◆ **PROBLEM TO SOLVE**: All entries below are to be returned exactly, with pictures left out.

Start of Block

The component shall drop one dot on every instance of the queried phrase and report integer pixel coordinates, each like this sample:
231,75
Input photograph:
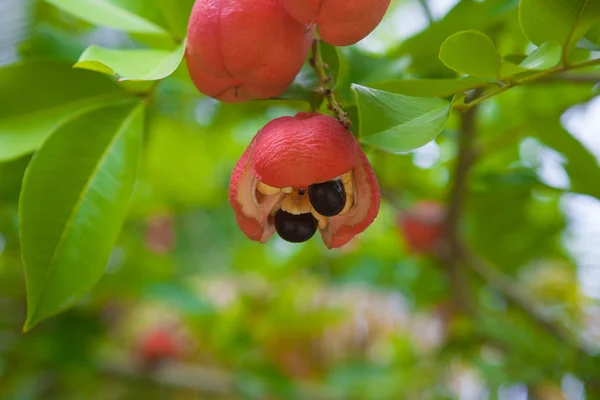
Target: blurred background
189,308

End of Block

◆ **OUTPUT OF THE EXERCISE**:
The component shall drop one dot on every instance of the queried phrase and report integer pixel coordinates, each like this sample:
231,75
Input photograph:
Target: blurred background
189,308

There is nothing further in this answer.